### ÜBUNGSAUFGABE
Schreibe die folgenden Zeilen noch einmal ab und tausche dabei jedes "Target" gegen "Object" aus, ohne sonst etwas zu ändern. Lass die Bilder in der Antwort weg.

### DATENEINTRÄGE
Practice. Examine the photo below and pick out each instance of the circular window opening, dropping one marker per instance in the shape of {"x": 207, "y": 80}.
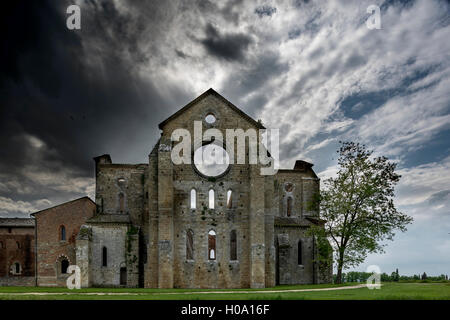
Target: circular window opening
{"x": 211, "y": 160}
{"x": 210, "y": 118}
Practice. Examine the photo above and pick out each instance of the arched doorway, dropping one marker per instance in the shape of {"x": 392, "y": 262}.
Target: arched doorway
{"x": 123, "y": 276}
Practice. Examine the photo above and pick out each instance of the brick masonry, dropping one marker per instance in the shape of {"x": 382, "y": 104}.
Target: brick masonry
{"x": 136, "y": 232}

### LÖSUNG
Practice. Examine the photo below and pick out each instance of the circular window opening, dropping one marker per instance in the shape of {"x": 207, "y": 80}.
Object: circular window opening
{"x": 211, "y": 160}
{"x": 210, "y": 118}
Practice. Examine the photo above and pick out each instance of the arched doorway, dropping one marker per instance in the shape of {"x": 392, "y": 262}.
Object: arched doorway
{"x": 123, "y": 276}
Practice. Examine the photo above and pick out each instance of the brick masonry, dropping one marker per instance in the shape of {"x": 382, "y": 104}.
Object: brick masonry
{"x": 136, "y": 232}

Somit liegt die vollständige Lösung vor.